- _Text section_:
▼▼▼

The *entire* point of the current governments attitude to the NHS right now is *precisely* so in a few years time it can point to all the people saying "the NHS doesn't work" and use them to support a sell off to private ownership on the cheap.
It's already started - NHS bodies were recently forced to sell off "excess property" at a "three for one" sale price, which meant that a significant amount of NHS real estate was sold at firesale prices to property developers hand picked by the current government.
Why does the NHS have "excess property"? Because various services have been underfunded or defunded, meaning NHS trusts had to reduce and consolidate service provision, meaning NHS trusts now had extra wards and facilities they can't afford to provide services from. It wasn't a case of NHS trusts holding on to real estate to build an empire.
The only reason to hold the current state of the NHS up as an example of anything is as an example of deliberate mismanagement by the government.
Take for example waiting times - waiting times are an issue, so what does the government do about it? Decree that GP surgeries have to open in the evening and weekends to allow patients better access to their GPs. Does it matter that GP surgeries struggle to provide their current level of care? Not one bit. Is there extra funding for opening late and at the weekend? Not in any meaningful manner.

▲▲▲

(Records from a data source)

▼▼▼

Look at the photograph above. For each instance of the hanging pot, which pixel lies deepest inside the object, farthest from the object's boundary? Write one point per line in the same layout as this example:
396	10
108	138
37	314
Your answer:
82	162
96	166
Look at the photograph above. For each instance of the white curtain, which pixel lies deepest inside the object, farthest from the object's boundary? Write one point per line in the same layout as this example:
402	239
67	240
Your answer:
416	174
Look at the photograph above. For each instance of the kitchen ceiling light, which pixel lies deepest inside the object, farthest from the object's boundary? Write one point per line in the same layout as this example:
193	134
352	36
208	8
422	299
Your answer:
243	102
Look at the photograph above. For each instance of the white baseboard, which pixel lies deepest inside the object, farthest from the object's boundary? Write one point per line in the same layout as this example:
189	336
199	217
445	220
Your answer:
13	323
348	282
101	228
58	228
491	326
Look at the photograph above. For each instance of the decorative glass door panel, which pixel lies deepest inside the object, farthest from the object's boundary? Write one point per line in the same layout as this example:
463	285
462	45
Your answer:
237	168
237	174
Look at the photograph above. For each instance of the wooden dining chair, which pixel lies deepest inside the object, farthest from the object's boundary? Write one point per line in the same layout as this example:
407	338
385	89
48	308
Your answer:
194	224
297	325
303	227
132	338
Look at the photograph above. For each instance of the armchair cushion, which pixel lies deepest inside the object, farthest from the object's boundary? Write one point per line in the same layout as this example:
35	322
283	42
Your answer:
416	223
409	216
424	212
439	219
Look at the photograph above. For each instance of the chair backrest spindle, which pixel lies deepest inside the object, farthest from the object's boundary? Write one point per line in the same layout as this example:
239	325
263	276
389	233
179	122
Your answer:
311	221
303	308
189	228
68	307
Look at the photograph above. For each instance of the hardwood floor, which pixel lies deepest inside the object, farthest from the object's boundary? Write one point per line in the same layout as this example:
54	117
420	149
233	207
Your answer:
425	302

▲▲▲

- _Work task_:
Continue the text about the government's handling of the NHS, starting right after its final sentence.

- _Answer to this task_:
My wife, a GP, already worked from 7.30am to 7pm to cater for a normal 8am-6pm surgery day - 40 patient appointments a day, plus 4 home visits, plus 10 telephone consultations, plus 100 repeat prescriptions to sign for.
And now she's being told that she needs to work later and at the weekend. For no extra money.
Hospitals were told they were spending too much on locum doctors. So the government mandated a cap on locum rates. Now hospitals struggle to get locum doctors, meaning rota gaps, cancelled appointments and operations.
There are many examples of a GP practice closing and the practice partners themselves having to take second mortgages or loans out so they can pay their other staff a redundancy package.
We left and migrated to New Zealand. Not because of the NHS, but because of the governments management of the NHS.
At last count, out of the 132 people that graduated medical school with my wife, 94 now live and work outside the UK.
Every bad thing you can show about the NHS as an example of a "failing single payer system" is completely calculated by the current Conservative government, its things they have done deliberately because their end goal is to shift the UK to an insurance backed scheme like the US. This has been proven time and again.
Smokers and the obese have their routine operations cancelled? Good, they are the complex cases and raise the risks significantly even in "routine" operations. Complex cases and increased risk means it costs more to do the operation, and to insure the operation. Less money in the pot means you have to start taking responsibility for your own health - lose weight or stop smoking and your risk goes down, and your operation done.